== Do this ==
Turn the lines of all the items below into a numbered list, omitting any blank lines. Leave the pictures out of your answer.

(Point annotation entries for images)
---------------

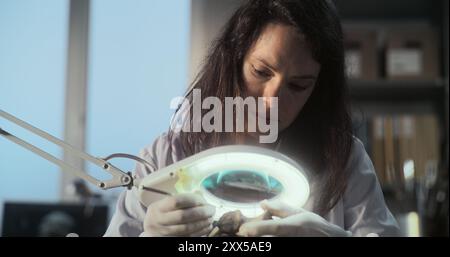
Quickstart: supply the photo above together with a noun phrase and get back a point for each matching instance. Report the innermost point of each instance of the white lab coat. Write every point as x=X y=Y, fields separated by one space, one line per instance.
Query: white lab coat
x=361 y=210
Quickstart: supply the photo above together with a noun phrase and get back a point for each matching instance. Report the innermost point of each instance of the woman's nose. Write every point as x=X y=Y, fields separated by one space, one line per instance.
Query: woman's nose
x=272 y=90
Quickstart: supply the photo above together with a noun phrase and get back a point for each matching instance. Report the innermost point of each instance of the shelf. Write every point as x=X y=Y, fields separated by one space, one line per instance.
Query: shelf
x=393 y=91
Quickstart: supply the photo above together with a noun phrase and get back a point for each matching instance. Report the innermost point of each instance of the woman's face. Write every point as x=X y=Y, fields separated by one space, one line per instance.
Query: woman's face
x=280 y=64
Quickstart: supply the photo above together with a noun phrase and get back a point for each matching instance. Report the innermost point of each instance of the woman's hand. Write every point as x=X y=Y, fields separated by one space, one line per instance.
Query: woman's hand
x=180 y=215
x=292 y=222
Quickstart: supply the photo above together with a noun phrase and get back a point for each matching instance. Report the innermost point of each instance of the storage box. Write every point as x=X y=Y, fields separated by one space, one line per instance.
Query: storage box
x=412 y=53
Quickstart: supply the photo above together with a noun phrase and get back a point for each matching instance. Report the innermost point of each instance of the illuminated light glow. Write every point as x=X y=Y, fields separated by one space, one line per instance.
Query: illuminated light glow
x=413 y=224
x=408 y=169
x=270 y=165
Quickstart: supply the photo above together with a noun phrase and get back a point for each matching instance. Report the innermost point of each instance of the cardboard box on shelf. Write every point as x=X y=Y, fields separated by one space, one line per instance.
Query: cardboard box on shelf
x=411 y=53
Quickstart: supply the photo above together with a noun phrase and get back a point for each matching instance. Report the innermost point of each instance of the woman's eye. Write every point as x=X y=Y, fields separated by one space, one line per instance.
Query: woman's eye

---------------

== In response ==
1. Quickstart: supply the photo above together with a noun phrase and get back a point for each matching instance. Report the innermost point of each instance of the white lab coat. Write every point as x=X y=Y, fields separated by one space, one line per instance.
2. Query: white lab coat
3. x=361 y=210
4. Quickstart: supply the photo above together with a noun phrase and get back a point for each matching instance. Report the innermost point of each instance of the woman's nose. Write every point as x=X y=Y, fields separated by one space, one line per instance.
5. Query: woman's nose
6. x=272 y=90
7. Quickstart: supply the photo above together with a noun phrase and get back a point for each matching instance. Report the innermost point of each instance of the shelf. Write every point as x=X y=Y, fields separated by one space, one line per instance.
8. Query: shelf
9. x=393 y=91
10. Quickstart: supply the photo above together with a noun phrase and get back a point for each matching instance. Report the innermost point of each instance of the woman's face. Write every point as x=X y=Y, fields separated by one space, one line per instance.
11. Query: woman's face
12. x=280 y=64
13. Quickstart: supply the photo above together with a noun phrase and get back a point for each matching instance. Report the innermost point of each instance of the woman's hand. Write every point as x=X y=Y, fields separated by one space, one line per instance.
14. Query: woman's hand
15. x=180 y=215
16. x=292 y=222
17. Quickstart: supply the photo above together with a noun phrase and get back a point for each matching instance. Report the innermost point of each instance of the storage box. Write every point as x=X y=Y, fields separated by one space, one line per instance.
18. Query: storage box
19. x=412 y=53
20. Quickstart: supply the photo above together with a noun phrase and get back a point for each matching instance. Report the innermost point of each instance of the illuminated light glow. Write every point as x=X y=Y, fields separated by one space, one line per instance.
21. Query: illuminated light glow
22. x=413 y=224
23. x=408 y=169
24. x=270 y=165
25. Quickstart: supply the photo above together with a noun phrase and get back a point for each matching instance. Report the innermost point of each instance of the cardboard box on shelf. Write every point as x=X y=Y, fields separated by one space, one line per instance.
26. Query: cardboard box on shelf
27. x=411 y=53
28. Quickstart: supply the photo above together with a noun phrase and get back a point for each matching instance. Report the innermost point of each instance of the woman's eye. Write every point as x=X y=Y, fields separated by one space, one line per instance.
29. Query: woman's eye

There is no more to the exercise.